- Work to complete
Nothing but the lines from the one containing "point: the pearl bracelet in this photo" through the end of the data should be output, each reproduced exactly.

START Records to use

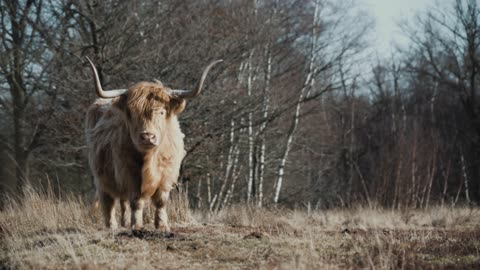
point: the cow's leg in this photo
(123, 207)
(136, 209)
(108, 210)
(160, 199)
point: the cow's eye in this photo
(159, 111)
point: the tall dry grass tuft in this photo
(41, 230)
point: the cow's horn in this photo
(98, 86)
(196, 91)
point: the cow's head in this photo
(147, 107)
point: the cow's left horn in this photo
(196, 91)
(98, 86)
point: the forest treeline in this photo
(301, 111)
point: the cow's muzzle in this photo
(147, 138)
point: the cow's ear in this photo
(177, 105)
(120, 103)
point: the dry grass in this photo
(44, 232)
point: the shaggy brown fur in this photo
(126, 168)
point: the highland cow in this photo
(135, 147)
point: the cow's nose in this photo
(147, 137)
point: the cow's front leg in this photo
(160, 199)
(108, 210)
(123, 214)
(136, 209)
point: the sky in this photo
(387, 13)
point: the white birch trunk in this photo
(228, 167)
(465, 177)
(303, 92)
(266, 103)
(251, 166)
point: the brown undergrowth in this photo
(45, 232)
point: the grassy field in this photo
(48, 233)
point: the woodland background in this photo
(301, 112)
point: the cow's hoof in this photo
(163, 228)
(137, 227)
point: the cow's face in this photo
(148, 108)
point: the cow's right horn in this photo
(98, 86)
(196, 91)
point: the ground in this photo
(48, 233)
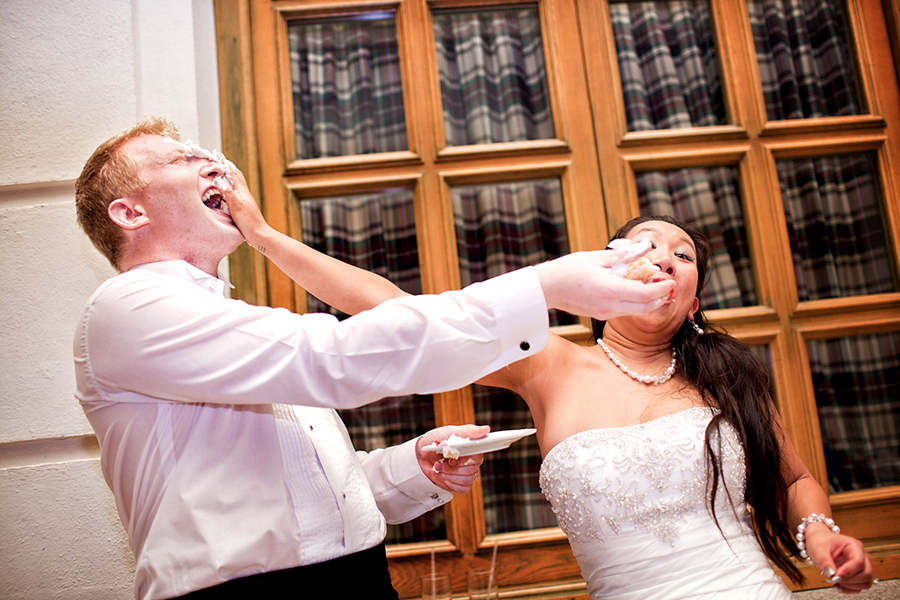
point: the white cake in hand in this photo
(628, 267)
(447, 447)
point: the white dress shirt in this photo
(216, 419)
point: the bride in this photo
(657, 439)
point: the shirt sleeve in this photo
(402, 492)
(149, 335)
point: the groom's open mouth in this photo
(213, 199)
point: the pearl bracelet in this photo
(801, 531)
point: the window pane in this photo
(709, 199)
(347, 92)
(503, 227)
(833, 209)
(857, 383)
(512, 494)
(377, 232)
(668, 64)
(802, 49)
(493, 76)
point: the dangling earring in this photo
(696, 327)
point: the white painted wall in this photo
(72, 73)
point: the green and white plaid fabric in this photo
(348, 100)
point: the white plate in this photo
(495, 440)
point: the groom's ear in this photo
(127, 214)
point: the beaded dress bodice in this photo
(633, 502)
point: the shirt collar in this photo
(185, 270)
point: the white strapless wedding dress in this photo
(633, 502)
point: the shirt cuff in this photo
(412, 493)
(520, 310)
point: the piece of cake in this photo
(629, 267)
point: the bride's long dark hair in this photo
(733, 379)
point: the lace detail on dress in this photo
(605, 481)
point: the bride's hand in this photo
(841, 556)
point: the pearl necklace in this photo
(648, 379)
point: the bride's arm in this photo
(845, 555)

END Records to use

- Reply to the exercise
point: the pearl bracelet in this photo
(801, 531)
point: the window pane in this photo
(709, 199)
(347, 92)
(503, 227)
(833, 209)
(857, 383)
(512, 494)
(377, 232)
(668, 64)
(802, 49)
(493, 76)
point: the dangling earring in this photo
(696, 327)
point: the white painted wall in this photo
(72, 73)
point: the green and white plaid fabric in this photo
(348, 100)
point: the white plate in this photo
(495, 440)
point: the groom's ear in this photo
(127, 214)
point: the beaded dress bodice in this photo
(633, 502)
point: the shirt collar in this photo
(185, 270)
point: the white strapless wedding dress in this photo
(633, 502)
point: the shirt cuff in this photo
(412, 493)
(520, 310)
point: the piece of cake in this photo
(629, 267)
point: the bride's long dark hair in this photo
(733, 379)
point: the lace detail on dress in this photo
(605, 481)
point: the bride's hand in this photo
(841, 556)
point: the pearl necklace in this photo
(648, 379)
point: the bride's arm in this photo
(845, 555)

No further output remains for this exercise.